:: Exercise objective ::
Give all the lines below again, exactly, with no pictures.

:: The records ::
☆ ☆ ☆
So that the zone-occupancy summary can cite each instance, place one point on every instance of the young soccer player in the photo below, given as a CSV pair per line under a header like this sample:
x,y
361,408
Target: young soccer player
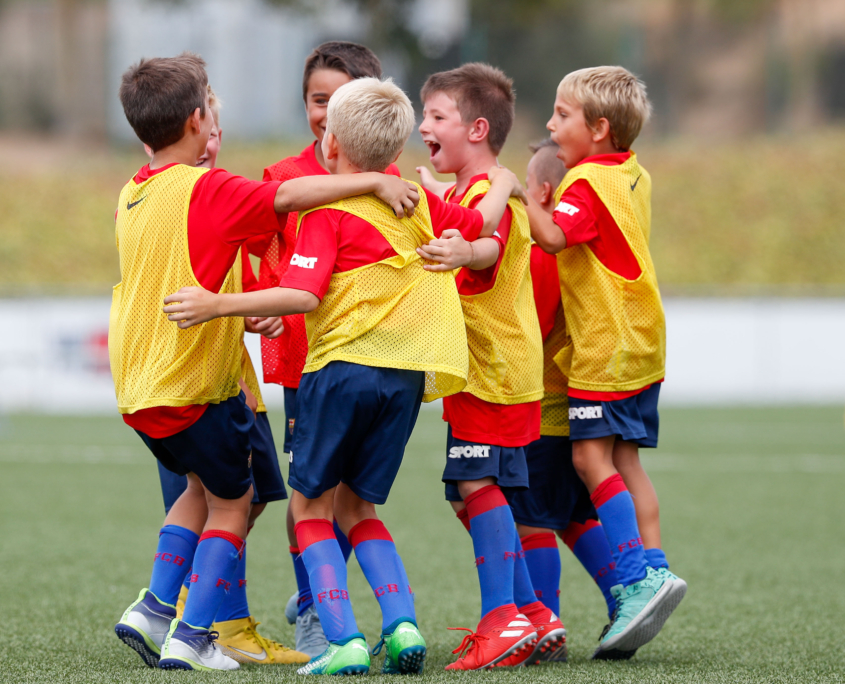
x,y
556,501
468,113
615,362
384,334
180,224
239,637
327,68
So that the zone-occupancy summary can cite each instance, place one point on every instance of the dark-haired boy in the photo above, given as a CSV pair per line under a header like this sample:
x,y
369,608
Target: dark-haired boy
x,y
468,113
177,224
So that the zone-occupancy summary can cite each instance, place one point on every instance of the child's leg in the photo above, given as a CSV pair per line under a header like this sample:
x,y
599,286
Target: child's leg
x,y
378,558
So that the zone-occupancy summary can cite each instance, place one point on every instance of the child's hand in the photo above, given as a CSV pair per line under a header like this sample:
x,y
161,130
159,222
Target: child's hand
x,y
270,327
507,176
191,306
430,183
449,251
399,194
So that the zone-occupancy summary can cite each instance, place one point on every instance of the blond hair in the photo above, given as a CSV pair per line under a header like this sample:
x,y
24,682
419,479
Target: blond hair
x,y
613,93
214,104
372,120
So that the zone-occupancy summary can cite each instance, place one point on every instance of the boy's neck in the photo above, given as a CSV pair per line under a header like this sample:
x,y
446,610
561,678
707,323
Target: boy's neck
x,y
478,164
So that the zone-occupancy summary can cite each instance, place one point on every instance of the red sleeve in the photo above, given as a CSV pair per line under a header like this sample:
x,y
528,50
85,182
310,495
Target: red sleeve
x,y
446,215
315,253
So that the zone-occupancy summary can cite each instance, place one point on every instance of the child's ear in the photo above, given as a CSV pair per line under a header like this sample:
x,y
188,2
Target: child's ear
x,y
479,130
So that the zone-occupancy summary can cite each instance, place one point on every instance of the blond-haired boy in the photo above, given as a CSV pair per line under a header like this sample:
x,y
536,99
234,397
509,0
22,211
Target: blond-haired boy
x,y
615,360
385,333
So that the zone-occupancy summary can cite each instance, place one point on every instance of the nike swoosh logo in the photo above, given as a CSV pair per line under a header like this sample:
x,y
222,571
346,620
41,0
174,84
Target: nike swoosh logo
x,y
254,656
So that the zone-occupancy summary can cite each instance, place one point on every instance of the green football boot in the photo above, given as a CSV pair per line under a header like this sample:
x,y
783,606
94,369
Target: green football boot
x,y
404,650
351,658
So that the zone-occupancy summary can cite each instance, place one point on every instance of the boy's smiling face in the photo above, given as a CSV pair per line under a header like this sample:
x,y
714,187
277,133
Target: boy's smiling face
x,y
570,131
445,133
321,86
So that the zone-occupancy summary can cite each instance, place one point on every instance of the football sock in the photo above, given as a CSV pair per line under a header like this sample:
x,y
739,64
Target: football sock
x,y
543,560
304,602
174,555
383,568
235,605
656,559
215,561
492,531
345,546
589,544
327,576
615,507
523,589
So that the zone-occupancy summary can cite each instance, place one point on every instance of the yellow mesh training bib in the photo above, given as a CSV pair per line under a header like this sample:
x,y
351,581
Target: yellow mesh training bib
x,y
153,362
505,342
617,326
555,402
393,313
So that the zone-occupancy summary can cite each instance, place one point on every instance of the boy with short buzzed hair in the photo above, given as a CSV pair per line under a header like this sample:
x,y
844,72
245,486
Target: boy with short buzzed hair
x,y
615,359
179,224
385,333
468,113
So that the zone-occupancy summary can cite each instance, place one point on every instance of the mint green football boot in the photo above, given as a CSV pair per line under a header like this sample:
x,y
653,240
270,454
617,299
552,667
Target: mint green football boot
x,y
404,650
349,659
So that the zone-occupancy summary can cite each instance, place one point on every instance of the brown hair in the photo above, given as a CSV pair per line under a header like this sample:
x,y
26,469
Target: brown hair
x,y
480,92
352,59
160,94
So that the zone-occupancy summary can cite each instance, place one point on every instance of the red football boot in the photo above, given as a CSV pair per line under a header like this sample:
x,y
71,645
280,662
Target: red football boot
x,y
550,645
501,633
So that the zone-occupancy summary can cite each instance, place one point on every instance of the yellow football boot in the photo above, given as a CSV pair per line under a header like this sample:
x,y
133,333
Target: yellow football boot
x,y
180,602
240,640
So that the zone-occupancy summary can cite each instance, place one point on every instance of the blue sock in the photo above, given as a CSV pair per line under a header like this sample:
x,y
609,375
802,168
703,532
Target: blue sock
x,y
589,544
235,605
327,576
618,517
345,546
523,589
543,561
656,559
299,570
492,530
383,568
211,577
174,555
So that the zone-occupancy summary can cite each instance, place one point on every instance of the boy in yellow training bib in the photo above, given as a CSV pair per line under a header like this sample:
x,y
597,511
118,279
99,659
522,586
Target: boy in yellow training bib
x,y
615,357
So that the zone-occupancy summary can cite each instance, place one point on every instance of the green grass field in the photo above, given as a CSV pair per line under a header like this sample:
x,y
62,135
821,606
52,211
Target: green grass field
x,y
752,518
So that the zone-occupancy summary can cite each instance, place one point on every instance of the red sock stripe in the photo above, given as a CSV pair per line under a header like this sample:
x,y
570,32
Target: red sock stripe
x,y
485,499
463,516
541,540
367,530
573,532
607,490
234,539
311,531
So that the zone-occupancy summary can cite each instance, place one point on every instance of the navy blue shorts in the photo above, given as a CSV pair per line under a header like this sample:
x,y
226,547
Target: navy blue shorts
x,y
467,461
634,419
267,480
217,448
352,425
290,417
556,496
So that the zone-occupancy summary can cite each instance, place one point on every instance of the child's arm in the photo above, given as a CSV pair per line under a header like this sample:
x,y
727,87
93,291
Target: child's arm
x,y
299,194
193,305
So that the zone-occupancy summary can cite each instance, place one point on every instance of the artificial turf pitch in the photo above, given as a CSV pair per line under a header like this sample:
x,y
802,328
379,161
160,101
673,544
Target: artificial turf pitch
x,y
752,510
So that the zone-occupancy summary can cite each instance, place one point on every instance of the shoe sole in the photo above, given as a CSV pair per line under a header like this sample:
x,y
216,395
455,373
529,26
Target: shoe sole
☆ ☆ ☆
:: Exercise answer ::
So that the zone-occupancy summary can cite each instance, place one point on every instance of the young soccer player in the photo below, given as a CSV pair per line under a header like this sample:
x,y
361,408
Target: young soccer player
x,y
556,501
468,113
615,362
384,334
180,224
239,637
327,68
So that the zone-occupancy summary can cite each instance, place one point on every instance of the dark-haired boy in the photo above, given as a CSV pair per line under a header like this sample:
x,y
369,608
Target: dark-haired boy
x,y
468,113
177,224
So that the zone-occupancy summary can cite each instance, place one point on every instance of the child's leg in the photo above, given as a CSV pair per line under a header like this sample:
x,y
599,286
Target: child's leg
x,y
378,558
So that the zone-occupancy summary can cite each instance, place one point on every instance of the child's hand in the photo above, given as a CSV pair per line under a header like this sample:
x,y
161,130
159,222
Target: child's hand
x,y
270,327
507,176
191,306
430,183
449,251
399,194
So that the zone-occupancy summary can cite each instance, place one point on every instance of the blond hair in the photo above, given as a CSV pair per line under a header like this sample:
x,y
24,682
419,479
Target: blond hair
x,y
613,93
214,104
372,120
So that the zone-occupancy summary can cite each instance, place one point on every instance of the boy's neck in the photo above, given as a CSV pair per line under a header like this sample:
x,y
446,610
561,678
707,323
Target: boy's neck
x,y
478,164
So that the zone-occupancy summary can cite each instance, place one point on every instance of the red sleeve in the photo above, given as a CSV pair per line under a header like this sample:
x,y
528,50
85,182
310,495
Target: red sleeve
x,y
446,215
315,253
So that the zone-occupancy summary can cite each instance, place one point on every instance of the child's ear in the photo above, given as a CSV pair per line under a header like this sample:
x,y
188,2
Target: child's ear
x,y
479,130
So that the zone-occupancy summary can cite each instance, place one point on every instance of the blond-haired boy in the photo above, given as a CSV pair per line under a header like this sample:
x,y
536,99
234,397
509,0
22,211
Target: blond-haired boy
x,y
615,360
385,333
So that the zone-occupancy summary can cite each instance, place one point on every instance of the nike swoosh logo in the photo above, given as a CSV pair per line under a header like this sample:
x,y
222,571
346,620
41,0
174,84
Target: nike swoosh logo
x,y
254,656
So that the zone-occupancy summary can cite each instance, place one point on every instance of the green football boot in the photo above, given as a CSV pair per line under a header like this sample:
x,y
783,606
94,369
Target: green football boot
x,y
404,650
351,658
So that the zone-occupancy summary can cite each instance, place one point on every instance of the boy's smiling face in the photo above, given as a CSV pair per line under a header like this sample:
x,y
714,187
277,133
Target: boy's smiling face
x,y
570,131
445,133
321,86
So that the zone-occupancy summary can cite each instance, place one point on every instance of the football sock in the photo above, given as a CSV pair per line under a header like this sample:
x,y
739,64
Target: football sock
x,y
543,560
304,602
174,555
383,568
235,605
656,559
215,561
492,531
345,546
589,544
327,576
615,507
523,589
So that the zone-occupancy summary can cite each instance, place one point on every instance of the yellow mesh training bib in the photo above, given as a CSV pair per line under a header like this sample:
x,y
351,581
Target: yellow mesh training bib
x,y
153,362
505,342
617,326
555,402
393,313
So that the zone-occupancy summary can cite each instance, place one point on every instance of the boy with short buzzed hair in the photo above, given as a CSV pair per line under a header like this sample:
x,y
844,72
245,486
Target: boy with short buzzed hair
x,y
615,359
179,224
385,333
468,113
So that the zone-occupancy summary can cite each instance, place one point on every instance of the mint green football boot in the photo above, given as a CSV pair per line under a header like this sample:
x,y
653,240
270,454
617,299
552,667
Target: mint green football boot
x,y
404,650
349,659
So that the zone-occupancy summary can cite each instance, place one point on every instance of the brown hair in the photo above, given as a CSV pair per line under a header like this sample:
x,y
26,469
Target: brown hair
x,y
480,92
352,59
160,94
So that the zone-occupancy summary can cite each instance, place one point on every instance of the red football boot in the photo above, given as a CSV pair per line under a header like this sample:
x,y
71,645
280,662
Target: red football boot
x,y
550,645
501,633
So that the zone-occupancy summary can cite each instance, place one point on every instance of the yellow football boot in the photo above, given as a CSV pair per line under a header like this sample:
x,y
133,333
Target: yellow football boot
x,y
180,602
240,640
So that the zone-occupancy summary can cite each instance, place one point on every instance of the blue sock in the photo above, given as a CSV pair per line under a header like this sample:
x,y
609,375
802,168
703,532
Target: blue sock
x,y
589,544
235,605
327,576
618,517
345,546
523,589
543,561
656,559
299,570
492,530
383,568
211,577
174,555
So that the zone-occupancy summary can cite each instance, place one point on every instance of the boy in yellow training bib in the photo above, given as a CSV pair per line under a header like this sample:
x,y
597,511
118,279
99,659
522,586
Target: boy in yellow training bib
x,y
615,357
So that the zone-occupancy summary can cite each instance, place one point on every instance of the green grass field in the photo above, given as a CSV pair per line under a header like this sample:
x,y
62,135
821,606
52,211
Target: green grass field
x,y
752,518
So that the zone-occupancy summary can cite each instance, place one point on every instance of the red sock stripe in the photo above, given as a CSV pair per line under a header like this sample:
x,y
570,32
Target: red sock stripe
x,y
485,499
463,516
541,540
367,530
573,532
607,490
234,539
311,531
So that the zone-occupancy summary can cite each instance, place one point on every instance of the navy blue shorts in the photo above, given as a CSV pair per line under a header like this sample:
x,y
226,547
Target: navy blue shorts
x,y
467,461
634,419
267,480
217,448
352,425
290,417
556,496
So that the zone-occupancy summary can cite each instance, place one point on every instance of the child's arm in the photo above, given as a CSV pair per line under a header like this sample:
x,y
727,87
93,291
Target: child's arm
x,y
299,194
193,305
So that the zone-occupancy summary can cite each instance, place one point on every instance of the artificial turf pitch in the photo above, given as a CSV pair per line under a header like this sample:
x,y
802,328
379,161
160,101
673,544
Target: artificial turf pitch
x,y
752,510
So that the zone-occupancy summary can cite each instance, place one point on every instance of the shoe sole in the photo above, given as a CSV pair per line under a header like this sample:
x,y
216,395
455,373
529,26
Target: shoe sole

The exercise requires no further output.